» **Work instructions**
1. In the passage on fantasy in the Gospels, what does the undigestible remainder of the text mark?
2. Write the next part of the passage on fantasy in the Gospels, picking up right after its final sentence.

» **Passage given**
★ ★ ★ ★ ★

Professor Aichele hits on a very important theme which is too often forgotten or simply not understood. It is the element of fantasy in the gospels, and especially in Mark. Aichele speaks of the irreducible, opaque remainder of the text which simply cannot be de-fantasized by "belief" or "disbelief" of the reader. The quote comes from an essay from Cross Currents (linked on Mark Goodacre's web site).

Quote:
In the creeds and established theologies of the Christian churches, Jesus of Nazareth is identified with the second Person of the Holy Trinity, an historically incarnate divine being, who although innocent of any sin freely gave his life as a sacrifice so that people who believe in his divinity and follow his ways will be granted salvation in this world and the next. For the typical contemporary reader of the Gospels, Jesus and his words and his deeds are "fantastic" only in the sense that they are extraordinary. Where supernatural events or revelations occur in the Gospel stories, they appear as eruptions within the everyday "primary world" of a "secondary world," the world of the marvelous.(n3)

Like J. R. R. Tolkien's fairy-stories, the myth of Jesus at the center of Christian belief concerns a secondary world. The miracles, resurrection, and birth stories represent a narrative realm to which one might want to escape. This secondary world is constructed in the reader's imagination from her experience of the primary world, but she believes it to be even more real than the primary world is. For the believer, the secondary world of heaven is not imaginary or pretended; it is the real, eternal place of God and of those who love God. It is not a fantasy.

Such a reading overlooks fantastical elements which play an important role in the reading of the Gospels. (It reads the Gospel stories as Christian myth--as something to be believed or disbelieved, as the case may be.) An irreducible, opaque remainder of the text is not finally consumed and absorbed along with the rest. A stupid monument, a marker of the limits of meaning, appears at points at which the Gospels resist interpretation and reading becomes difficult. This undigestible remainder, this unexplainable residuum, marks the fantastic.

The reader's belief (or disbelief) seeks to de-fantasize the text. The desire to explain this remainder, either in terms of a history of the text's production (fragility of tradition, editorial sloppiness, problems of translation) or in terms of theology (pre-understandings of terms such as "son of man" or "kingdom of God," of what or whose spirit was "in" Jesus), or in terms of the reader's response (what may be assumed regarding the "naive" or the intended or the implied reader)--all of this is denied satisfaction.

★ ★ ★ ★ ★

» **Recorded information**
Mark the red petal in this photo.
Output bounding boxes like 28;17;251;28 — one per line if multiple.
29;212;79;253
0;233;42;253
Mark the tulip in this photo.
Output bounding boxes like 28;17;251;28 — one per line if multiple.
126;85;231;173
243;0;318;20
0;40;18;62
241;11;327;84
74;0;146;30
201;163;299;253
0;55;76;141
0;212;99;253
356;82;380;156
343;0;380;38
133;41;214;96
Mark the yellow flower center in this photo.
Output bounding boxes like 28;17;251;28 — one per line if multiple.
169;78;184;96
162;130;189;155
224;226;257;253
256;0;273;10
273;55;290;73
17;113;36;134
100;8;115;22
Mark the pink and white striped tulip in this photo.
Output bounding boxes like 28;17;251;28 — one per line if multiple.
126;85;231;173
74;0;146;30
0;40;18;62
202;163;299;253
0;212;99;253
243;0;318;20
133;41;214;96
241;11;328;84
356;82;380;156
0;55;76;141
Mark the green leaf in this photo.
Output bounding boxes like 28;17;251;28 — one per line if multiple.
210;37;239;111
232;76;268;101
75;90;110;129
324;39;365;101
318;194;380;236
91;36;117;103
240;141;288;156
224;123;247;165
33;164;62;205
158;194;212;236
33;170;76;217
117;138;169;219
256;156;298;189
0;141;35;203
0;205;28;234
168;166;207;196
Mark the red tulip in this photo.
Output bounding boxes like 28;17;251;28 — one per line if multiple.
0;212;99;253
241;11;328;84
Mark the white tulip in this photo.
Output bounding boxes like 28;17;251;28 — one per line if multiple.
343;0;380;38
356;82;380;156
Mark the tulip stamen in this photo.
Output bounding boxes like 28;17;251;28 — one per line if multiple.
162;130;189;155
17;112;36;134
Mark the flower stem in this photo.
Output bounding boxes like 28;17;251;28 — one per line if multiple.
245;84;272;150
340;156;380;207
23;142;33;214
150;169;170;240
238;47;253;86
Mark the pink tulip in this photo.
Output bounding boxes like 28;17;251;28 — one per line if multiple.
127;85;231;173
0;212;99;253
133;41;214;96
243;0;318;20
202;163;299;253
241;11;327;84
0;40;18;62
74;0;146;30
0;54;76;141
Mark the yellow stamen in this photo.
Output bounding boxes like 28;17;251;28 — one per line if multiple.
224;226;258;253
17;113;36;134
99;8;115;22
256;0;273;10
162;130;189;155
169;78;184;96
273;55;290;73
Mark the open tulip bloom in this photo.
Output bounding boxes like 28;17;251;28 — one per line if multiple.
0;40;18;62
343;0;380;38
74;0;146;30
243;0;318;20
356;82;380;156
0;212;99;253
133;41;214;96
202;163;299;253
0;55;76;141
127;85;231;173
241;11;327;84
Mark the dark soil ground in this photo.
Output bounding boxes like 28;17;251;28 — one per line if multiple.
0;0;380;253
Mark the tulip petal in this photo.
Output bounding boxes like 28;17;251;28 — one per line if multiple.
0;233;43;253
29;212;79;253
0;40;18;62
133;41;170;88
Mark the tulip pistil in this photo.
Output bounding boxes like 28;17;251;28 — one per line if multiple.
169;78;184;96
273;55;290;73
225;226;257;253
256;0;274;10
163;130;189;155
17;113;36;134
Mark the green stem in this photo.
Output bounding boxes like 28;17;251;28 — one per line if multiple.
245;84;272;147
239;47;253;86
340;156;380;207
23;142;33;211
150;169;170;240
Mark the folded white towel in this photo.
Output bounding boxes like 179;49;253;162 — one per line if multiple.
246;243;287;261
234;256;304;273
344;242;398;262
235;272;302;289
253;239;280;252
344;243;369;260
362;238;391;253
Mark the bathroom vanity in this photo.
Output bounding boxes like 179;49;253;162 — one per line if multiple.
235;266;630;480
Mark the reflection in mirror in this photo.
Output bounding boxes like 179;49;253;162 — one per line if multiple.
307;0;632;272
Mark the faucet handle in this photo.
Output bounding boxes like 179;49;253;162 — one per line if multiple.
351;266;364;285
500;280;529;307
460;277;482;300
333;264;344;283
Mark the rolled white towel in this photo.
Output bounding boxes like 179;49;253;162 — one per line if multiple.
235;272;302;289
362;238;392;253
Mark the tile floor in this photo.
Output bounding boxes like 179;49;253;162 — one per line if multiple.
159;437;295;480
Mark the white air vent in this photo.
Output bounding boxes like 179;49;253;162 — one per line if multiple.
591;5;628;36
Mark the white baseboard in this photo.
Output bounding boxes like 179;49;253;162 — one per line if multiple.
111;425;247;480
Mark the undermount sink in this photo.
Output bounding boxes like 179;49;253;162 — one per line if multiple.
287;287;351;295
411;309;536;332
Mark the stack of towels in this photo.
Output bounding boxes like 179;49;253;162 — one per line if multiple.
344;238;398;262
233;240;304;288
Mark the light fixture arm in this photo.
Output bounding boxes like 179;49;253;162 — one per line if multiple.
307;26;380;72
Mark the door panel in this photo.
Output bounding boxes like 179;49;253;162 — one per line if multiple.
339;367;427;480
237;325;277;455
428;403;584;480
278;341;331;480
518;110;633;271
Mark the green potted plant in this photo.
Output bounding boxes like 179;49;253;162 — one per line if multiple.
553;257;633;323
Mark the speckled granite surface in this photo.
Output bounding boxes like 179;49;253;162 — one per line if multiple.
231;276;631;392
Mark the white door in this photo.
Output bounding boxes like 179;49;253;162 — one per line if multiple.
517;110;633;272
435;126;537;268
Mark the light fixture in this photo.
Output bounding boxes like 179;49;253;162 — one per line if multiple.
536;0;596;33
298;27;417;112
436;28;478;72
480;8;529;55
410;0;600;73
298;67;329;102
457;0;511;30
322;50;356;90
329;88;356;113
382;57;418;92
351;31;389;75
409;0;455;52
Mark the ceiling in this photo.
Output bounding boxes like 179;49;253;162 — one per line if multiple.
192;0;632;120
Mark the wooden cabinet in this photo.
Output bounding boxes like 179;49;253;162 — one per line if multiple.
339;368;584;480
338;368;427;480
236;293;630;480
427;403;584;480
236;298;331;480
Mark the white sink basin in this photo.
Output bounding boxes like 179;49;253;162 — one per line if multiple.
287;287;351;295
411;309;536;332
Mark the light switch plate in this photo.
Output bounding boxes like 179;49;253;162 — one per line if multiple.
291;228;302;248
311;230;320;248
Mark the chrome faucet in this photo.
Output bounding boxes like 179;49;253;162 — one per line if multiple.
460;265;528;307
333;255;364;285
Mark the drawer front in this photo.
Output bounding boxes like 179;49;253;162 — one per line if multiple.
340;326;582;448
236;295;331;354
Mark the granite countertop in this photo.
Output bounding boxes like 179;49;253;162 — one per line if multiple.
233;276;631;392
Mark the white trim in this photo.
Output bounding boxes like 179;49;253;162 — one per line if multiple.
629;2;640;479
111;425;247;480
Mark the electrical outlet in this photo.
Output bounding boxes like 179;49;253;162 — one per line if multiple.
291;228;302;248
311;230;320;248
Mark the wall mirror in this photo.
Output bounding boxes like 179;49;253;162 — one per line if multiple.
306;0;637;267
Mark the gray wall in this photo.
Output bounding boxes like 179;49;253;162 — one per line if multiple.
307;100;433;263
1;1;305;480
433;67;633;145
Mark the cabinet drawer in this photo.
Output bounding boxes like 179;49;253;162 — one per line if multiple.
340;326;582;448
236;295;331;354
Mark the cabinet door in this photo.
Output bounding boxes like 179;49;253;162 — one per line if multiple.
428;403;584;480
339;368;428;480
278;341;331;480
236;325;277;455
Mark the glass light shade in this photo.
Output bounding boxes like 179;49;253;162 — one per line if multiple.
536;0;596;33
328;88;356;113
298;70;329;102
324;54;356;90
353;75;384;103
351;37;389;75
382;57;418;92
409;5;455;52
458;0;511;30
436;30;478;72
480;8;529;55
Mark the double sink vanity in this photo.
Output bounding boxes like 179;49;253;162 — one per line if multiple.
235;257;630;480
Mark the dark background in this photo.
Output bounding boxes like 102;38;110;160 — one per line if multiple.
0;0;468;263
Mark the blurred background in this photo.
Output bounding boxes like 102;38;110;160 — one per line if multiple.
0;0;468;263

★ ★ ★ ★ ★

» **Task responses**
1. It marks the fantastic.

2.
The fantastic lies at points of indeterminability between two narrative genres, the marvelous and the uncanny.(n4) These genres represent two different worlds; each genre points to a mythic reality which grounds the meaning of its literary instances. In the world of the uncanny, very strange events occur, but no matter how strange they are, they can always be given a natural explanation. On the other hand, the world of the marvelous is a supernatural one, in which gods, angels, or demons are quite real. The fantastic occurs when the identity of a character, the explanation of an event, or some other feature of a story is suspended between the marvelous and the uncanny, having no obvious natural or supernatural explanation. The reader is then unable to determine the generic identity of the narrative, as well as the nature of the reality to which it refers. Fantasy foils belief.
This is very true. Most people don't blink an eye when they read something like:

Mk 3:20-21 and the crowd came together again, so that they could not even eat. And when his family heard it, they went out to seize him, for people were saying, "He is beside himself."

(why is Jesus out of his mind if it is the people who want to be with him who cannot or will not eat ?). Further, Mark is insistent about this:

Mk 6:31 ...For many were coming and going, and they had no leisure even to eat.

Mk 8:1 In those days, when again a great crowd had gathered, and they had nothing to eat

I am sure that the great exegets notice (alas do not tell us) that even Jairus daughter just back from the dead has the problem ...:

Mk 5:43 And he strictly charged them that no one should know this, and told them to give her something to eat.

Why won't they eat when they are interacting acting with Jesus ?

How about the bizzare crowding of Jesus in the story ?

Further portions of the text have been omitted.